Starting with the line that contains "Where can you spot the ceiling fan motor", set down each line through the end of the entries below, exactly and with nothing added.

--- Records for the task ---

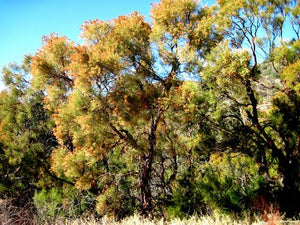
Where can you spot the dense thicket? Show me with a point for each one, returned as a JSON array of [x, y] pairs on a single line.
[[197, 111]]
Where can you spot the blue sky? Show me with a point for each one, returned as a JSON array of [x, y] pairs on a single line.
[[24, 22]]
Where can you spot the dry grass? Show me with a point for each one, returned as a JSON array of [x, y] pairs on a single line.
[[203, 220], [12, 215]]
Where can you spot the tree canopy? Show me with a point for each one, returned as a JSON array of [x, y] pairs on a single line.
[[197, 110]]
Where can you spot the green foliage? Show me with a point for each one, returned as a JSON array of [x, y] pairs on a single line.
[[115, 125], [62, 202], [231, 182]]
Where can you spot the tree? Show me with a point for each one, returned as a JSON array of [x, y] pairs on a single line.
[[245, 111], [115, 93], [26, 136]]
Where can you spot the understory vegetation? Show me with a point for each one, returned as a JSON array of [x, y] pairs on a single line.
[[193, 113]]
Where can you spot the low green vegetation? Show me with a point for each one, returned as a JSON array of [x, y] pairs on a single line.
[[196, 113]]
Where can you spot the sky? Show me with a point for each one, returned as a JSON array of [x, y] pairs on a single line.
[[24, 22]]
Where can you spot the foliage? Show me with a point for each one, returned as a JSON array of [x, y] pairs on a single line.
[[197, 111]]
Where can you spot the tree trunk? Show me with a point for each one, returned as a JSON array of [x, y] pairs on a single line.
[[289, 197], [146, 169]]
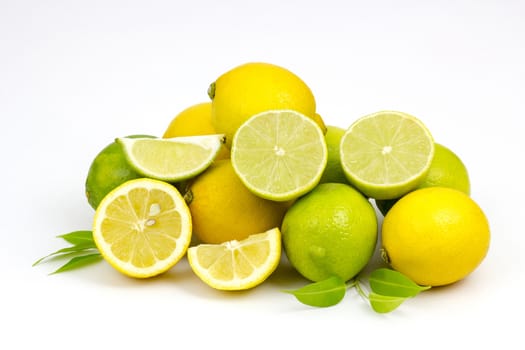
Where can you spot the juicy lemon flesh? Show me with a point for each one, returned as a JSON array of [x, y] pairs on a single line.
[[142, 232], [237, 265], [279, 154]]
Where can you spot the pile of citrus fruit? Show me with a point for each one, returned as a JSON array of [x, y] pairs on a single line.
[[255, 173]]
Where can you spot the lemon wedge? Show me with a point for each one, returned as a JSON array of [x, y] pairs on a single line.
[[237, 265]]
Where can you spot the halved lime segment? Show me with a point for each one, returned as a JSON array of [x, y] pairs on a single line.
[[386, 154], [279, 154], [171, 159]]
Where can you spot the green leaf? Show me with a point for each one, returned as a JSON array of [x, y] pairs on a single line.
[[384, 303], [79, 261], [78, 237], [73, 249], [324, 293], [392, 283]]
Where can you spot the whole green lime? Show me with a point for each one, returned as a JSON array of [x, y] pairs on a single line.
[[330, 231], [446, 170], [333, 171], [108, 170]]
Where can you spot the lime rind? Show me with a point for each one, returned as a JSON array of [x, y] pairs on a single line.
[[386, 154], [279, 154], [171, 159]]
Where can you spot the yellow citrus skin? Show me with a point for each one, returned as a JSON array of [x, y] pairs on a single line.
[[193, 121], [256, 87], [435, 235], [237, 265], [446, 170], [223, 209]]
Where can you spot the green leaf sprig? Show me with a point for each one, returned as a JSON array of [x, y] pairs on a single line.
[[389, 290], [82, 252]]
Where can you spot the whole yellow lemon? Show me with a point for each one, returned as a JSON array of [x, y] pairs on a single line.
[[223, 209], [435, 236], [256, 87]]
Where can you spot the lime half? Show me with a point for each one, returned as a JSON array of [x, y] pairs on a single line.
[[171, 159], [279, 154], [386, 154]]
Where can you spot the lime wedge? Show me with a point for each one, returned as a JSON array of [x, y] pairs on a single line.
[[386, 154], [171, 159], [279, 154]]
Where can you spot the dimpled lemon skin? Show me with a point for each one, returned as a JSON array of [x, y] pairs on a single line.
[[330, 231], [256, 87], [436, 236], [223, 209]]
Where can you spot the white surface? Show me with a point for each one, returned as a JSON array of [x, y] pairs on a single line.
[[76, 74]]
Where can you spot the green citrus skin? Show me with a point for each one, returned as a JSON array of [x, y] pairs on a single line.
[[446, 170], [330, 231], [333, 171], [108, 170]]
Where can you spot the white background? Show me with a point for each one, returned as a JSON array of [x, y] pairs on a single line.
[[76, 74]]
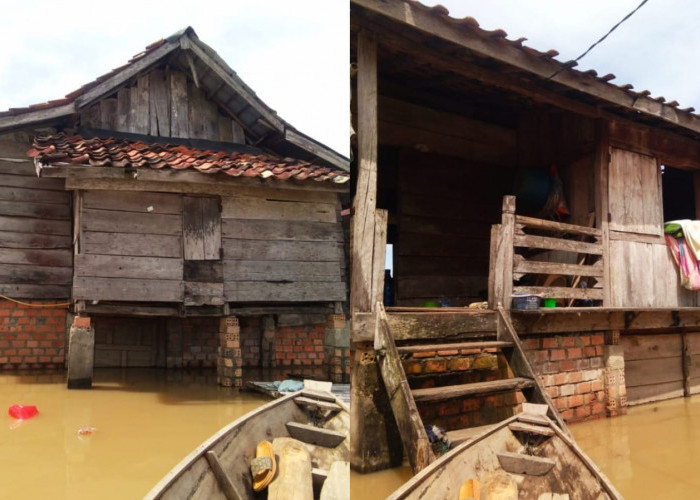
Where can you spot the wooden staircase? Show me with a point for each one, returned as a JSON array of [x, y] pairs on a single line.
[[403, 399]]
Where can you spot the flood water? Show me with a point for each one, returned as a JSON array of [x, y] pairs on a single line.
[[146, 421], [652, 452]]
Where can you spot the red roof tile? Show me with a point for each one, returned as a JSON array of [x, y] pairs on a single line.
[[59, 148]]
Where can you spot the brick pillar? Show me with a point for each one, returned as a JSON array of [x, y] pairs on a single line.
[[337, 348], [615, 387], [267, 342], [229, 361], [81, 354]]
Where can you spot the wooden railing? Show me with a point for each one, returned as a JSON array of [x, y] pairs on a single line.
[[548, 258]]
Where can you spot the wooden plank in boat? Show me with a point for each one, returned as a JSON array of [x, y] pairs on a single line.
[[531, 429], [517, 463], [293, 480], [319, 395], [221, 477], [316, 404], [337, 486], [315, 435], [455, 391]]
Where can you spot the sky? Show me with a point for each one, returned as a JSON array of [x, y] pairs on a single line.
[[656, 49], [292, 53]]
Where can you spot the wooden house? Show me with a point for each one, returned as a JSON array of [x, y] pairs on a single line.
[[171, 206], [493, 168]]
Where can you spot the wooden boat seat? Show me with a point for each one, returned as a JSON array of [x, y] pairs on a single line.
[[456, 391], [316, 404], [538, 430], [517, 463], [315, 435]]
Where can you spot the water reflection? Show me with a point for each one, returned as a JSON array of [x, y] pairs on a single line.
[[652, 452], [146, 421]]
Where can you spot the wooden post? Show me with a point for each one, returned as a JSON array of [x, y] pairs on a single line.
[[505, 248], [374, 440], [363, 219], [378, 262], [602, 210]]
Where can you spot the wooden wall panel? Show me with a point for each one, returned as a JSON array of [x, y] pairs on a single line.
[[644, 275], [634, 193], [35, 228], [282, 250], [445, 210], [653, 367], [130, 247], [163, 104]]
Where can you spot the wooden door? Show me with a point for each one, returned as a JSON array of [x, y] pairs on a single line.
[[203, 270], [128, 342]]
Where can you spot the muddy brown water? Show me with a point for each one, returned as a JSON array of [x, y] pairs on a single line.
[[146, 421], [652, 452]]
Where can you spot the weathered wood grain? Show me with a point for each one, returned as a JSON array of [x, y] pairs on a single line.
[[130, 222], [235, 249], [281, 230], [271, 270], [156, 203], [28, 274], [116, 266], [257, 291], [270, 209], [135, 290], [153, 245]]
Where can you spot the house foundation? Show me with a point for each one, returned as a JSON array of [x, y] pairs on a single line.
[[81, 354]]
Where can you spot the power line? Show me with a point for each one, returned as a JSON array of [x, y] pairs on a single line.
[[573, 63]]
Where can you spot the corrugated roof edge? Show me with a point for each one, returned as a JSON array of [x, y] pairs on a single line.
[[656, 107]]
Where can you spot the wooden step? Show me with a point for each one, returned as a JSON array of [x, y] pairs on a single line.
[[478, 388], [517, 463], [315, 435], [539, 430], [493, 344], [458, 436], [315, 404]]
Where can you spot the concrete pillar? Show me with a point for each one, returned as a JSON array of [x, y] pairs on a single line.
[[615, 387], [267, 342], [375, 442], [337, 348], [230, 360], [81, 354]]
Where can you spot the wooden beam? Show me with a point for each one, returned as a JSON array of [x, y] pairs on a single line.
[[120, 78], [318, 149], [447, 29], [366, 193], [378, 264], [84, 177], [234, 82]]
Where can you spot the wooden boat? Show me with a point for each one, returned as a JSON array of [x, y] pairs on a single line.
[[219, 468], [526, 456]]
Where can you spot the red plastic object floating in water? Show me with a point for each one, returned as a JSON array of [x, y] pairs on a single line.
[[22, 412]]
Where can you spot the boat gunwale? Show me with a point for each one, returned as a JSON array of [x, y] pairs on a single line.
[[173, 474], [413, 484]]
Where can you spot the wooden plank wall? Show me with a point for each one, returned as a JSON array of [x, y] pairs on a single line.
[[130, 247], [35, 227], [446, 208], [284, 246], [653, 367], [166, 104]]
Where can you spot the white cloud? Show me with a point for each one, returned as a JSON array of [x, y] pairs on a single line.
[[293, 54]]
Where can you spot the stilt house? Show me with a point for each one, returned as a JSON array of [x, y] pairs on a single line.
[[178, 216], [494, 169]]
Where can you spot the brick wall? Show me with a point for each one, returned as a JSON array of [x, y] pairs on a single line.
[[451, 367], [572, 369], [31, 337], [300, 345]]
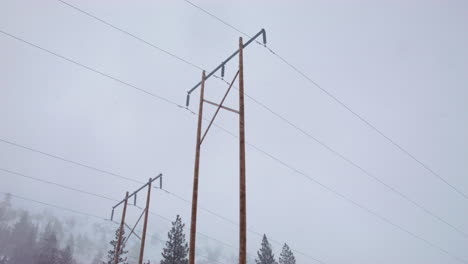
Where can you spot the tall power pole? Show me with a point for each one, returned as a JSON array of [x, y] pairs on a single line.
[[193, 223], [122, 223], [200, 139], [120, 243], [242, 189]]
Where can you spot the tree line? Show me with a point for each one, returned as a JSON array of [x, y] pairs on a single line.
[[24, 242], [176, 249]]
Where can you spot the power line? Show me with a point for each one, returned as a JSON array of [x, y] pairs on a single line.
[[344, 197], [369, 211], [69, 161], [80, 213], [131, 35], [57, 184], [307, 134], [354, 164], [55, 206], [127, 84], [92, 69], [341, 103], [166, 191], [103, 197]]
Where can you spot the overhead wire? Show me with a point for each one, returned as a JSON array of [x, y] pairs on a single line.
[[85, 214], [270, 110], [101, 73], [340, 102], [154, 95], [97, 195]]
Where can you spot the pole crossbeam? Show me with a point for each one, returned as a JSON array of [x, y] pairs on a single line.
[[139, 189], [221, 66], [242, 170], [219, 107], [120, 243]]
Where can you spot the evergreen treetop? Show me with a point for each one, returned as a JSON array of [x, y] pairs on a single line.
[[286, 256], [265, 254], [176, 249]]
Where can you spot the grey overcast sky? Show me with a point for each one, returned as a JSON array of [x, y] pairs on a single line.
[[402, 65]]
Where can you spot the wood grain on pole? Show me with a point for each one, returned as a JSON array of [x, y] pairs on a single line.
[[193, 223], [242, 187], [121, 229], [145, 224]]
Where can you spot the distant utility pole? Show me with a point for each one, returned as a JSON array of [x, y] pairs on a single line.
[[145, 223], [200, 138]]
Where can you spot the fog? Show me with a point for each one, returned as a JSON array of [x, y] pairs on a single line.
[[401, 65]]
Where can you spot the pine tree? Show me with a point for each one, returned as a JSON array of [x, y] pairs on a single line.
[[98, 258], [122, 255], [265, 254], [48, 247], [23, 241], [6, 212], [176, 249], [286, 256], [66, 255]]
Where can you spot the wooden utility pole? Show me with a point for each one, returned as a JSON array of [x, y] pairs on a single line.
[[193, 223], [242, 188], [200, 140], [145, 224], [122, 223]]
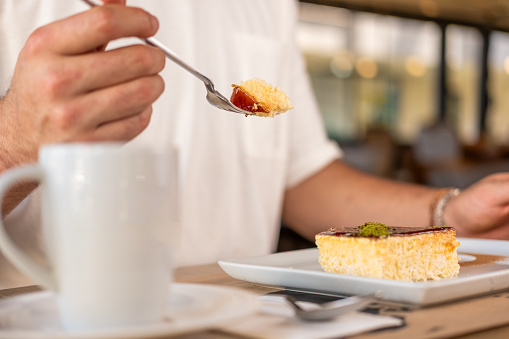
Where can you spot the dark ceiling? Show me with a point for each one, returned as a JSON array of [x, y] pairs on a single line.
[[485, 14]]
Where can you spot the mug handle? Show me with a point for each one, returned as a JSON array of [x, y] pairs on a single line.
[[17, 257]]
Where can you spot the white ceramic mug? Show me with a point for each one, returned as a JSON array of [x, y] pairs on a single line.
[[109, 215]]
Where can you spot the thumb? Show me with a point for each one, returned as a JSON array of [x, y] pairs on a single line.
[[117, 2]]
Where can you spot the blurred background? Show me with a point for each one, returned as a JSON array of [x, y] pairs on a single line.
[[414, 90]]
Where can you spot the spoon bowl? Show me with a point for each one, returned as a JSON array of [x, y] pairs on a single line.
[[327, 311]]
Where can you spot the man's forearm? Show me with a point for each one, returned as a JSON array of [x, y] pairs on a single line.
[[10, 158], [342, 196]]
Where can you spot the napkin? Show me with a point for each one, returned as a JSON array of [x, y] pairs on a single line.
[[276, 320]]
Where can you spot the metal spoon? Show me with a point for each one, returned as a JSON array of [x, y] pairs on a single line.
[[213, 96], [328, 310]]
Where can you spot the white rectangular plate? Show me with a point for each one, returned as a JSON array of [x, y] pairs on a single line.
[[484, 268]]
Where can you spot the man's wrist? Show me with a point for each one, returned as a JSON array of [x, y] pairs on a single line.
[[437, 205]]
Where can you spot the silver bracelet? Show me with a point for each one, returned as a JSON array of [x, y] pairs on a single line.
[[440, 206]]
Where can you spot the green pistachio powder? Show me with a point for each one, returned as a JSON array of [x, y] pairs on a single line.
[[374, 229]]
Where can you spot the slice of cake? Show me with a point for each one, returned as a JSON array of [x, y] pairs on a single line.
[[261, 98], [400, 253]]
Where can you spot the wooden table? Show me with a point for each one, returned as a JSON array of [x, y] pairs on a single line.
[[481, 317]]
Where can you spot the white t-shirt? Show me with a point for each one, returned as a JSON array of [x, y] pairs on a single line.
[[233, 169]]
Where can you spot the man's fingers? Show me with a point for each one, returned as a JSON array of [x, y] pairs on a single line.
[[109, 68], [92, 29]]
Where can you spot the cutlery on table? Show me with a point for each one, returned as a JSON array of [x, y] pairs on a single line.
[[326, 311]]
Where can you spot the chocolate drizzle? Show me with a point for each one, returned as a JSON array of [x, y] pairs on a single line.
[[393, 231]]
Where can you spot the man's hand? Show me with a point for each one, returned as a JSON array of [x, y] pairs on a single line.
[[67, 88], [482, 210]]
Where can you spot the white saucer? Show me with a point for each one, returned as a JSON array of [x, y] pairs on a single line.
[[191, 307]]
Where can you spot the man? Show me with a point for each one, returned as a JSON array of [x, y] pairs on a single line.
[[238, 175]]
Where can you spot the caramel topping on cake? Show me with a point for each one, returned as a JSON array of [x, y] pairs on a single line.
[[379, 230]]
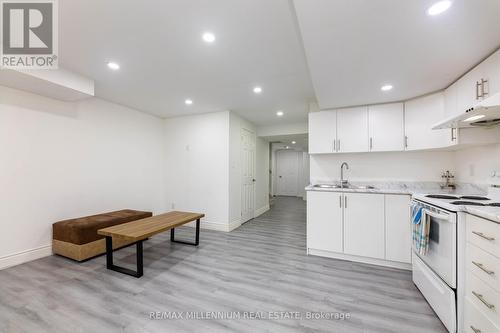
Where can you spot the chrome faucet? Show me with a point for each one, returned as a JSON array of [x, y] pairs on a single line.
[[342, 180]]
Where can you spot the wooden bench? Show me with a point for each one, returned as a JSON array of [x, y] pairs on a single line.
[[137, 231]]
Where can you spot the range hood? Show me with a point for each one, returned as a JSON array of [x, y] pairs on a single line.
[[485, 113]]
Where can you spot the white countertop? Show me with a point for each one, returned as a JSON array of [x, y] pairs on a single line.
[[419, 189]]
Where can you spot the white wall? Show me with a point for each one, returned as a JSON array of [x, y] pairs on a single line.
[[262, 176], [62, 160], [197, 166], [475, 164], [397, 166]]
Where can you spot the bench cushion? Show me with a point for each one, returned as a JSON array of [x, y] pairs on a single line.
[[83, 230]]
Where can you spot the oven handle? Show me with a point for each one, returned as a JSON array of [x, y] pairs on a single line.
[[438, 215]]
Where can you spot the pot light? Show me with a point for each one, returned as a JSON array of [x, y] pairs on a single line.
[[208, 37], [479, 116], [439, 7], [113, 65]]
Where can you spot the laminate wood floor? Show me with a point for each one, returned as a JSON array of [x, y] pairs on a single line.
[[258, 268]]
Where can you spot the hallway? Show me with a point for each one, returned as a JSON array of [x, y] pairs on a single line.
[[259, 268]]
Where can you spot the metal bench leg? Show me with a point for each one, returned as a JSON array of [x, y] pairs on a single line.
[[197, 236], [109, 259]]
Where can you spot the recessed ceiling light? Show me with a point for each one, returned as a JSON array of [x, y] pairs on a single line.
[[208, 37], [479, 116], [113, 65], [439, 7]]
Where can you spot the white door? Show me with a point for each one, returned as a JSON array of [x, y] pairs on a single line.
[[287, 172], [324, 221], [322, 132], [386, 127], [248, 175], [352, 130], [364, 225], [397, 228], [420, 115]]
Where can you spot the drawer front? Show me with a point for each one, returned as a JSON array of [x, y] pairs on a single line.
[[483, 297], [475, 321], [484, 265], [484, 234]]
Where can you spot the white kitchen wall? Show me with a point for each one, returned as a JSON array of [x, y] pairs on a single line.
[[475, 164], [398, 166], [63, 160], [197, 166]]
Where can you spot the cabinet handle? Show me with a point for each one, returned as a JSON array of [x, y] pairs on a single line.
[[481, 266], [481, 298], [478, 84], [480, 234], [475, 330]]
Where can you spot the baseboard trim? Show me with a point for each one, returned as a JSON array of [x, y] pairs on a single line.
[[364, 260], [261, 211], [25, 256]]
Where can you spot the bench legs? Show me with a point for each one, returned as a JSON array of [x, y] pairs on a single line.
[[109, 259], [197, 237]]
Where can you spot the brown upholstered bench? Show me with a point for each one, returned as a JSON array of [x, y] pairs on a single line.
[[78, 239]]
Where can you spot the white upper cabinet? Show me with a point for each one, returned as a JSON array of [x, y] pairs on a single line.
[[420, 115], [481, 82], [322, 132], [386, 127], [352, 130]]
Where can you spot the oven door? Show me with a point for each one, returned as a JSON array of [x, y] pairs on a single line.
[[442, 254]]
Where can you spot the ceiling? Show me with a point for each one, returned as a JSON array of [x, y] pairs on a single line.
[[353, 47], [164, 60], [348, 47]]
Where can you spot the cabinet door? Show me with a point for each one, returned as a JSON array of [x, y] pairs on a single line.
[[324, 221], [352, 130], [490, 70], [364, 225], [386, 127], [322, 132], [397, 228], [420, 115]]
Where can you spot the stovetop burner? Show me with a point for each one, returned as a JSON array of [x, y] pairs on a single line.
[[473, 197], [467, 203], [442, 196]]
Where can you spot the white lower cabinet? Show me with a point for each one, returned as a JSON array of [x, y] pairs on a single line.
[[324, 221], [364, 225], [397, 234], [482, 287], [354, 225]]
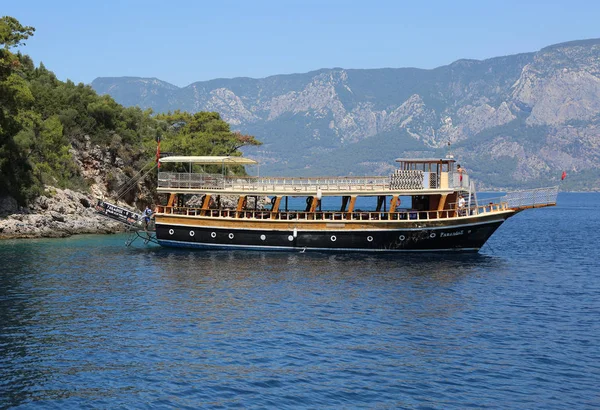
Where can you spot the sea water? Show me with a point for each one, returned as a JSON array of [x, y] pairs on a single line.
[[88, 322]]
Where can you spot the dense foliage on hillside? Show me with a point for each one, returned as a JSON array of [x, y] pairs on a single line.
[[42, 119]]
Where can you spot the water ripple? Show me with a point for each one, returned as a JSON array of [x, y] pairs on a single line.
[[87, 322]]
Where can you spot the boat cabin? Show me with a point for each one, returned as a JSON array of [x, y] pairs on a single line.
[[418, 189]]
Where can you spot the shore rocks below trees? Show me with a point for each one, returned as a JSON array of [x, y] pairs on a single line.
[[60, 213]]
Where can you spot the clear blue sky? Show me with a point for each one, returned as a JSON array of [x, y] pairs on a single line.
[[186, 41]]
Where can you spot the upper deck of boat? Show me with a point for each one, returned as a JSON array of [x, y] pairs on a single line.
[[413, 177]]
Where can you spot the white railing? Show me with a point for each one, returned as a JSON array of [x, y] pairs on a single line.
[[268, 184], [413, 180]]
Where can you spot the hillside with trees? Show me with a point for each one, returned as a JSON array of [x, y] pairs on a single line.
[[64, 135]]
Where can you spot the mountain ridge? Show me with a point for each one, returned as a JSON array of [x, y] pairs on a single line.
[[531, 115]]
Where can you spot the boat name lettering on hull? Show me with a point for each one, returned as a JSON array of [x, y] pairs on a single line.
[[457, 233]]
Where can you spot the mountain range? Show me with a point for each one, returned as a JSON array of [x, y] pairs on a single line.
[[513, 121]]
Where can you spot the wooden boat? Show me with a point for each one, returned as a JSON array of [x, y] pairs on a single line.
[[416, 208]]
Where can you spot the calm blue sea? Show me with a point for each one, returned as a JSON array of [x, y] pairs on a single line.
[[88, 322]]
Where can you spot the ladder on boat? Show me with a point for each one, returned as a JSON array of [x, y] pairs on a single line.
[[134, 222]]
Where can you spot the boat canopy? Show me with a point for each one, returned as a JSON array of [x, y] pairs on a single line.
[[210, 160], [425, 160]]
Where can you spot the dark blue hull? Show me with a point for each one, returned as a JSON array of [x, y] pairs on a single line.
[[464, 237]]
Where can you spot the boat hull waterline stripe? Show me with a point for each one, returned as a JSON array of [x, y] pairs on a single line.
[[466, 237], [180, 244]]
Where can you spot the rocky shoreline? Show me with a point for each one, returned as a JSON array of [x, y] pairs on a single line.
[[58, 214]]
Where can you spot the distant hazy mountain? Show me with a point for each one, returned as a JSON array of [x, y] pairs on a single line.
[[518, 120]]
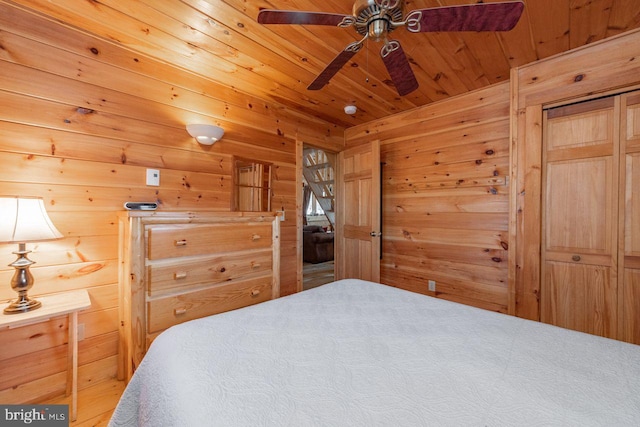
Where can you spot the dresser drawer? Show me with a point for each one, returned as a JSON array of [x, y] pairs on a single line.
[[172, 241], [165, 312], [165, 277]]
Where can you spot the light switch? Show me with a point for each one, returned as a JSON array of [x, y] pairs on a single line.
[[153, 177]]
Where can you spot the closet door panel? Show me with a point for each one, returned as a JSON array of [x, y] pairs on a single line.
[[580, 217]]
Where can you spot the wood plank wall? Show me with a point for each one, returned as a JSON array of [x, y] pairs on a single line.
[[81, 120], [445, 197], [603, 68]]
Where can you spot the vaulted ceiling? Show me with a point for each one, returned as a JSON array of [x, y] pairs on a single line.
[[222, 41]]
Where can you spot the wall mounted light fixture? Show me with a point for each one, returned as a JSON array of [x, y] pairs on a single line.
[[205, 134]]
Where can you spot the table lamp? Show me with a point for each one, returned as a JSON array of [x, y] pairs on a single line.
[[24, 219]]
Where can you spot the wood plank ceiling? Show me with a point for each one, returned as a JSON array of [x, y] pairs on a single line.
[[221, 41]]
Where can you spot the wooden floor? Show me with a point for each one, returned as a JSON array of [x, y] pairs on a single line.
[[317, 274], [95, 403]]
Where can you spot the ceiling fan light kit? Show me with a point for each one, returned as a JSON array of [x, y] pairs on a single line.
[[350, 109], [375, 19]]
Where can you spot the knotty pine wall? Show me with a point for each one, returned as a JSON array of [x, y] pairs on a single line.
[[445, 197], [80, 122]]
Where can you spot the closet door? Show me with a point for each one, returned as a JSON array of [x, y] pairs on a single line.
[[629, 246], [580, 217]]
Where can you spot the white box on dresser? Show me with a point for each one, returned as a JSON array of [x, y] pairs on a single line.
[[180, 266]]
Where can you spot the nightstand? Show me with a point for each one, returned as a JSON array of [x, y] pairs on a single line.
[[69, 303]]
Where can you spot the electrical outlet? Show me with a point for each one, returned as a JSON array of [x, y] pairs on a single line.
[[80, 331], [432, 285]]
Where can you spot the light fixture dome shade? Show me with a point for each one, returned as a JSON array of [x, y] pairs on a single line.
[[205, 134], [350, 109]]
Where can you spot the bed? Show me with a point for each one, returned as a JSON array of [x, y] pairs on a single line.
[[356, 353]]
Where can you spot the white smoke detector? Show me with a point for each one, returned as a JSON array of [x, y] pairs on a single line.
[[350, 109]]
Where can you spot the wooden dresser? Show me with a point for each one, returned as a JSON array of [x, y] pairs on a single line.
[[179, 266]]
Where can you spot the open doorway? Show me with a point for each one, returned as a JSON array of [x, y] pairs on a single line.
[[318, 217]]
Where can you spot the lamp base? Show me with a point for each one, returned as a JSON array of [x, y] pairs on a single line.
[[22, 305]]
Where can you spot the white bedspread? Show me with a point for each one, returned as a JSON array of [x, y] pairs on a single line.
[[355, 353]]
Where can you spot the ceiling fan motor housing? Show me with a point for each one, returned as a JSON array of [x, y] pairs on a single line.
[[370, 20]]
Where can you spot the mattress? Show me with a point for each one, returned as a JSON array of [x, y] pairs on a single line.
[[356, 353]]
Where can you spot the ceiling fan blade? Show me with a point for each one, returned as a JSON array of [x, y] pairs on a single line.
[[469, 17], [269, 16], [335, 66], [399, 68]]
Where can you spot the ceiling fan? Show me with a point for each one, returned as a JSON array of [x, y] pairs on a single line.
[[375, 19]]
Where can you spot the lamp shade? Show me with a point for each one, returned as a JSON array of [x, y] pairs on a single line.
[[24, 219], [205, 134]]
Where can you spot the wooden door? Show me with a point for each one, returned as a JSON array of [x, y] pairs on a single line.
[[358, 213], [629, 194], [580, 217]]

---

In response ▸
Where can you spot the ceiling fan motor housing? Show me with a point for each one, returned as a JSON array of [x, y] pairs on a single line.
[[370, 20]]
Where can you spot the mattress? Show me with a point for each one, returned as a JSON array of [x, y] pairs on a single line.
[[356, 353]]
Where can you spot the ceiling fan blade? Show me with a point for each one, returned as a JSON array of [x, y] pairs on a single line.
[[469, 17], [269, 16], [335, 66], [399, 68]]
Where can you spot the ceiling fan? Show me with a point for each one, returned as a JSON array of [x, y] pairs on a single line.
[[375, 19]]
Where can you spot the lamp shade? Show me with a point for each one, returned as a JSON array of [x, y] pairs on a single line.
[[24, 219], [205, 134]]
Where can you spot the wooden door? Show me with a point for each one, returned as a JSON array of [x, y] pairs on a single line.
[[358, 213], [629, 194], [580, 217]]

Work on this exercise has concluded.